Output the listing below as a two-column CSV with the headers "request" and "answer", one row per entry. Put each field in quotes and replace any line breaks inside it with spaces.

=-=-=-=-=

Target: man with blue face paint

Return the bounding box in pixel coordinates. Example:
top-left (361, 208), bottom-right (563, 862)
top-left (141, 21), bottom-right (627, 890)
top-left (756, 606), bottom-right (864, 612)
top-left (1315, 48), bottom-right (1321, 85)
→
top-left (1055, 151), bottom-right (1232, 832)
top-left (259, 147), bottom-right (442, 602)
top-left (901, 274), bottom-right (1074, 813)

=-=-=-=-=

- Output below:
request,answer
"Target: man with blue face paint Return the bounding box in pixel coordinates. Example: top-left (361, 208), bottom-right (563, 862) top-left (141, 21), bottom-right (627, 890) top-left (756, 606), bottom-right (864, 612) top-left (1315, 48), bottom-right (1321, 85) →","top-left (1055, 151), bottom-right (1232, 832) top-left (259, 147), bottom-right (442, 602) top-left (901, 274), bottom-right (1074, 813)"